> **WHAT THE TASK ASKS**
Reproduce verbatim the lines of the records from the one containing "horn, written as integer pixel values." through the one containing "tree, written as integer pixel values.", both included, and nothing else.

> **DATASET ENTRIES**
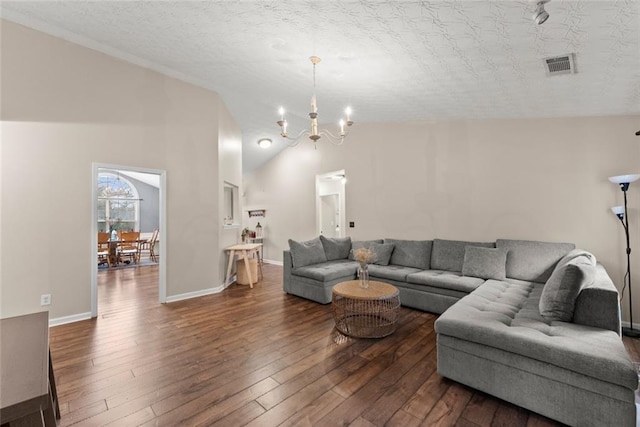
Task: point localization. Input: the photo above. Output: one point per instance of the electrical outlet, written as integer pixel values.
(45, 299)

---

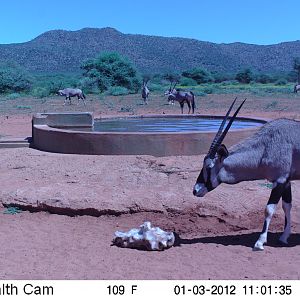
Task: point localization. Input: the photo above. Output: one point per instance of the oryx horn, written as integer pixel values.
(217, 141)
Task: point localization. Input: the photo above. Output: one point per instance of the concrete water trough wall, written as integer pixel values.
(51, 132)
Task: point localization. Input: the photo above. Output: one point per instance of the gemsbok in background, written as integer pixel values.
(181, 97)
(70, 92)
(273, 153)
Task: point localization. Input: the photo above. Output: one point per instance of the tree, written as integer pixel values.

> **ANSWER TO THIS EXERCISE**
Task: point localization. Input: the photo above. Output: one point per instance of the oryx horn, written as integer pixel values.
(217, 141)
Task: point localization. Input: the photo above. Output: one point per instance of the concrete water trough wall, written as integer pixel values.
(51, 132)
Task: point localization. Input: the photo above. Output: one point per instance of the gemsbok in background, written as integer pixel values.
(181, 97)
(70, 92)
(273, 153)
Task: point localization. Input: the photo above. Output: one point per instance of the tree, written as integer pixel values.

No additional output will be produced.